Recast the data below as a JSON list of strings, one string per line, and leave out the blank lines.

- [TASK INPUTS]
________
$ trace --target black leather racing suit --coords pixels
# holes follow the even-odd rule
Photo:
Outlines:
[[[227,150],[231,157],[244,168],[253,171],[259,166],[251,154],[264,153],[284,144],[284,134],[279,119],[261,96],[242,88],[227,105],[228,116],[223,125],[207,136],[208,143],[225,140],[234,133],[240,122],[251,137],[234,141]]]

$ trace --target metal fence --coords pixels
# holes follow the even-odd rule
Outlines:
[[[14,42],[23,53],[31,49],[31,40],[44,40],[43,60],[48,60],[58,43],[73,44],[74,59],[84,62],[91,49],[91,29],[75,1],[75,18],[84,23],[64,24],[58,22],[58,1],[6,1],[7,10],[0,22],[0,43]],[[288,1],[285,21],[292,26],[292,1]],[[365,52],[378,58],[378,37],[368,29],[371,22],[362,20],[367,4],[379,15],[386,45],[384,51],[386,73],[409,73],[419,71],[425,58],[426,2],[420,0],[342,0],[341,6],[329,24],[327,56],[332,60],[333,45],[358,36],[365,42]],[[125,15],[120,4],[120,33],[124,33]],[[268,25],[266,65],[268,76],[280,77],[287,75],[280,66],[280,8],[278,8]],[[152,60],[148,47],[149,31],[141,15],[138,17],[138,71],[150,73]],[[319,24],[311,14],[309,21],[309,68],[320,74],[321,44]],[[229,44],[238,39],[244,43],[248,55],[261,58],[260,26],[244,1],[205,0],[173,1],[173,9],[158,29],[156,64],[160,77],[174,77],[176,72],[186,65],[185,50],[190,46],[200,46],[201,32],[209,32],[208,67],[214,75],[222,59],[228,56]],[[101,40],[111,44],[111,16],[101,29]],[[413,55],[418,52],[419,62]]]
________
- [RESULT OF THIS EXERCISE]
[
  "$ trace --target black leather racing suit --coords pixels",
  "# holes follow the even-odd rule",
  "Photo:",
  "Outlines:",
  "[[[227,150],[231,157],[244,168],[253,171],[259,166],[251,154],[264,153],[284,144],[284,134],[279,119],[261,96],[242,88],[227,105],[228,116],[223,125],[207,136],[208,143],[225,140],[234,133],[240,122],[251,137],[234,141]]]",
  "$ trace --target metal fence --coords pixels",
  "# holes follow the even-odd rule",
  "Outlines:",
  "[[[14,42],[23,53],[31,49],[31,40],[44,40],[43,60],[48,60],[58,43],[73,44],[74,59],[84,62],[91,49],[91,29],[75,1],[75,18],[84,23],[64,24],[58,22],[58,1],[6,1],[7,10],[0,22],[0,43]],[[288,1],[285,21],[292,26],[292,1]],[[365,52],[378,58],[378,37],[368,29],[371,22],[362,20],[367,4],[379,15],[386,45],[384,51],[386,73],[409,73],[419,71],[425,58],[426,2],[420,0],[342,0],[341,6],[329,24],[327,56],[332,60],[333,45],[358,36],[365,42]],[[125,15],[120,4],[120,33],[124,33]],[[268,25],[266,65],[268,76],[280,77],[287,75],[280,66],[280,8],[278,8]],[[152,60],[148,47],[149,31],[141,15],[138,17],[138,71],[150,73]],[[319,24],[311,14],[309,21],[309,68],[320,74],[321,44]],[[229,44],[238,39],[244,43],[248,55],[261,58],[260,26],[244,1],[205,0],[173,1],[173,9],[158,29],[156,64],[160,77],[174,77],[176,72],[186,65],[185,50],[190,46],[200,46],[201,32],[209,32],[208,67],[214,75],[222,59],[228,56]],[[101,40],[111,44],[111,16],[101,29]],[[413,55],[418,52],[419,62]]]"
]